▶ [抜粋]:
********
銀座一丁目の路面に面したショーケースに、甲冑に身を包んだ武士が口紅でハートを描く写真が吊るされている。一見、不思議な組み合わせに感じられるものの、意外なほど違和感がない。作者は人気若手アーティストの野口哲哉さん。

7月13日から9月2日まで、ポーラ ミュージアム アネックスにて個展、野口哲哉「~中世より愛をこめて~ From Medieval with Love」が開催中だ。

もっと、鎧の中にいる中身の人間を描きたい。



今回は2014年以来4年振りの大規模な個展となり、新作3点を含む50点以上を展示。「前回は謎解きやユーモアの要素を多く盛り込んでいたが、もっと人間の心の内面に迫った内容となっている」と野口さんは語る。
********
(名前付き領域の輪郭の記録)
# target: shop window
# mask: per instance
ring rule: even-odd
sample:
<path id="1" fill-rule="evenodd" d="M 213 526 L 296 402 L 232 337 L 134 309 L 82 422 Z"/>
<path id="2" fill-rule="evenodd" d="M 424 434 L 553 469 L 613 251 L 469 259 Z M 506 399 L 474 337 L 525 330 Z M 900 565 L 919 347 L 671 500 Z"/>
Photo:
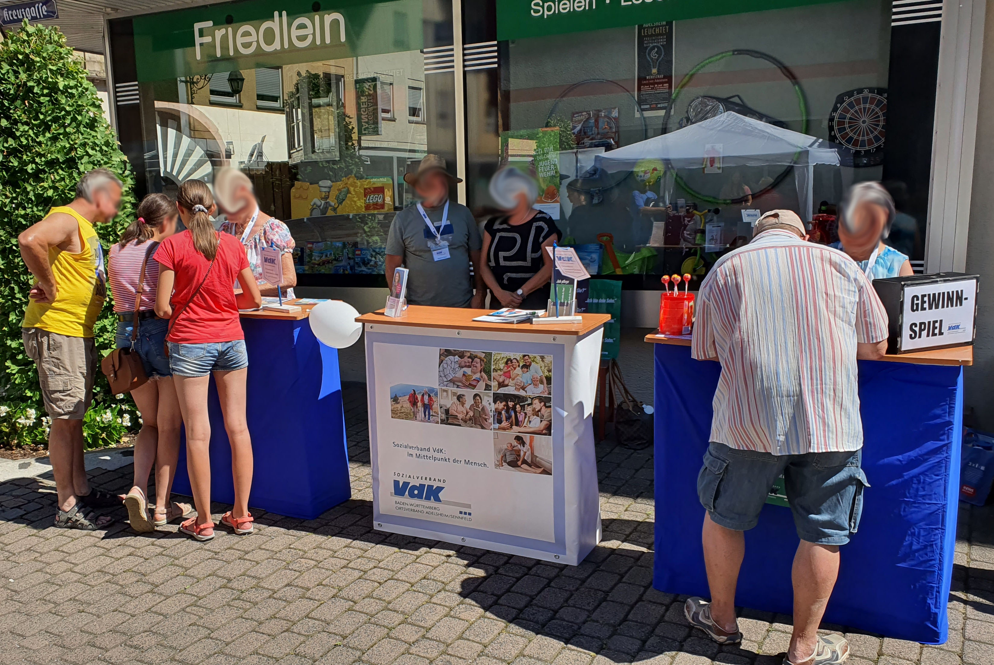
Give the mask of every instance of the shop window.
<path id="1" fill-rule="evenodd" d="M 424 122 L 424 88 L 408 86 L 408 119 Z"/>
<path id="2" fill-rule="evenodd" d="M 384 120 L 394 119 L 394 84 L 380 79 L 380 114 Z"/>
<path id="3" fill-rule="evenodd" d="M 210 90 L 212 104 L 242 105 L 242 95 L 232 91 L 231 81 L 228 80 L 231 73 L 231 71 L 219 71 L 211 76 Z"/>
<path id="4" fill-rule="evenodd" d="M 255 108 L 283 110 L 282 72 L 279 67 L 255 69 Z"/>

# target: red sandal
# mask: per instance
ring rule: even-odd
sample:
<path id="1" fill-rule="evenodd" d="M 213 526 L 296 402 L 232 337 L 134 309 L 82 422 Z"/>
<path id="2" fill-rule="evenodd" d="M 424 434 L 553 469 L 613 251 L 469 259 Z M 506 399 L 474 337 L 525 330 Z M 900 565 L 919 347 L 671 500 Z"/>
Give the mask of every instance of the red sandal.
<path id="1" fill-rule="evenodd" d="M 232 511 L 229 510 L 221 516 L 221 523 L 225 526 L 232 527 L 232 530 L 240 536 L 248 536 L 254 531 L 254 527 L 251 525 L 254 521 L 255 519 L 251 516 L 251 513 L 248 513 L 245 517 L 236 517 L 232 514 Z M 243 524 L 248 524 L 248 528 L 245 528 L 242 526 Z"/>
<path id="2" fill-rule="evenodd" d="M 199 540 L 203 543 L 214 539 L 214 522 L 197 524 L 197 518 L 191 517 L 187 521 L 180 524 L 180 531 L 193 536 L 194 540 Z M 204 533 L 205 531 L 210 531 L 210 533 Z"/>

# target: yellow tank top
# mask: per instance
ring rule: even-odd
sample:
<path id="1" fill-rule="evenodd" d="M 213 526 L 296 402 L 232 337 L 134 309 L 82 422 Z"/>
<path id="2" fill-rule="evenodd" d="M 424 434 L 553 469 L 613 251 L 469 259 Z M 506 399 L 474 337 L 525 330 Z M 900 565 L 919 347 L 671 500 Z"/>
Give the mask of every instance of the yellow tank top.
<path id="1" fill-rule="evenodd" d="M 93 324 L 107 293 L 103 248 L 93 226 L 82 214 L 66 205 L 49 210 L 49 214 L 53 212 L 65 212 L 77 218 L 83 249 L 79 254 L 58 247 L 49 249 L 49 265 L 59 293 L 54 303 L 30 301 L 21 327 L 38 328 L 70 337 L 91 337 Z"/>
********
▶ [課題の指示]:
**a)** 個展の記事に出てくる日付と年をすべて書き出すこと。
**b)** 個展の記事の「7月13日から9月2日まで、ポーラ ミュージアム アネックスにて個展、野口哲哉「~中世より愛をこめて~」から始まり「っている」と野口さんは語る。」までの部分を、「新作」を「新しい作品」に置き換えて書き直してください。
**c)** 個展の記事によると、この個展はどこで開かれているか。

▶ [解答一覧]:
**a)** 7月13日、9月2日、2014年

**b)**
7月13日から9月2日まで、ポーラ ミュージアム アネックスにて個展、野口哲哉「~中世より愛をこめて~ From Medieval with Love」が開催中だ。

もっと、鎧の中にいる中身の人間を描きたい。



今回は2014年以来4年振りの大規模な個展となり、新しい作品3点を含む50点以上を展示。「前回は謎解きやユーモアの要素を多く盛り込んでいたが、もっと人間の心の内面に迫った内容となっている」と野口さんは語る。

**c)** ポーラ ミュージアム アネックス